─── EXTRAIT CHOISI

Comment, selon vous, ces dispositions s’insèrent-elles dans le droit de la vie scolaire existant ?

Comme le droit pénal, le droit disciplinaire est un droit de l’échec qui sanctionne des comportements qui n’auraient jamais dû se produire. Il peut certes avoir un effet dissuasif ; en outre, la procédure comme les sanctions doivent toujours avoir un caractère éducatif. Mais le droit de la vie scolaire est aussi un droit institutionnel qui met en place les structures et les règles permettant le bon fonctionnement du service public, l’efficacité de la mission éducatrice. L’organisation de la vie scolaire comme le statut des élèves ne se réduisent pas ni à la discipline ni aux questions de responsabilité. La loi met à la disposition des communautés éducatives des outils, comme les projets d’école et d’établissement permettant de décliner les objectifs nationaux dans le respect des principes qui structurent le droit de la vie scolaire.

──────
─── DONNÉES

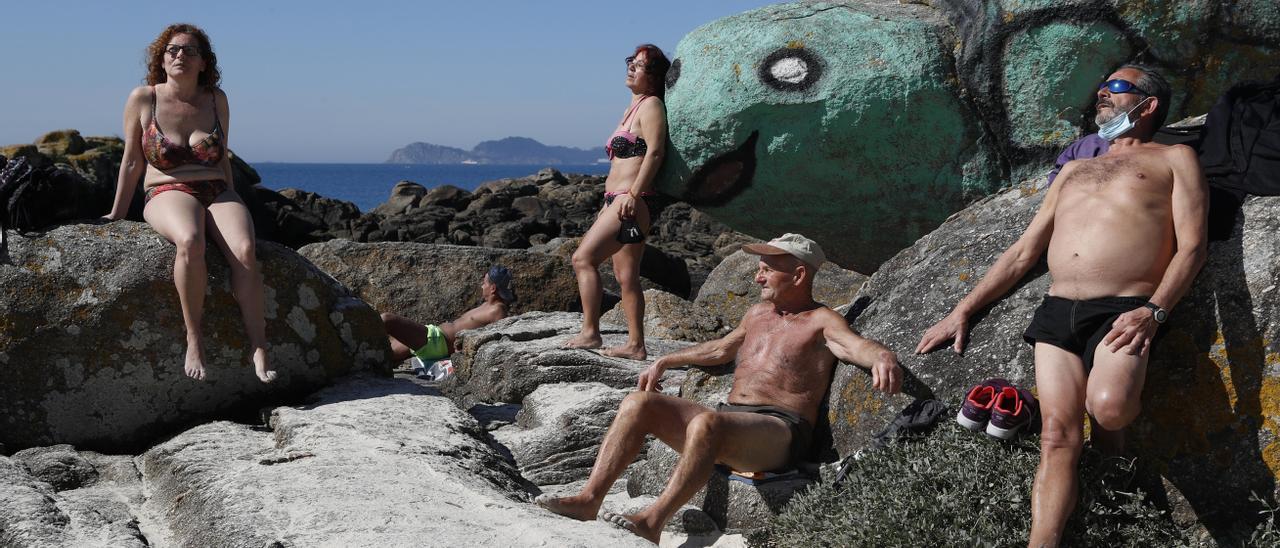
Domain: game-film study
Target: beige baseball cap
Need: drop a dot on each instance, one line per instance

──────

| TRAVAIL À RÉALISER |
• a. Pour chacune des affirmations suivantes, dites si elle s'accorde avec l'extrait sur le droit de la vie scolaire en répondant par oui ou par non et en citant textuellement les mots décisifs. (i) Le droit disciplinaire est rapproché du droit pénal. (ii) Les sanctions peuvent se passer de tout caractère éducatif. (iii) L'organisation de la vie scolaire se limite à la discipline.
• b. Poursuivez l'extrait sur le droit de la vie scolaire à partir de sa dernière phrase.

| RÉPONSES AUX EXERCICES |
• a.
(i) Oui : « Comme le droit pénal, le droit disciplinaire est un droit de l’échec ».
(ii) Non : « la procédure comme les sanctions doivent toujours avoir un caractère éducatif ».
(iii) Non : « L’organisation de la vie scolaire comme le statut des élèves ne se réduisent pas ni à la discipline ni aux questions de responsabilité ».

• b.
Le questionnaire de Désiré Dalloz

Quel est votre meilleur souvenir d’étudiant ?

Ma première année de droit quand j’ai réalisé que son contenu correspondait exactement à ce que je recherchais.

Quels sont votre héros et votre héroïne de fiction préférés ?

Tout dépend du moment. Je reviens de Grèce. C’est donc Ulysse et Antigone

Quel est votre droit de l’homme préféré ?

La fraternité car elle humanise et socialise à la fois les deux principes cardinaux et pour moi indissociables de la liberté et de l’égalité.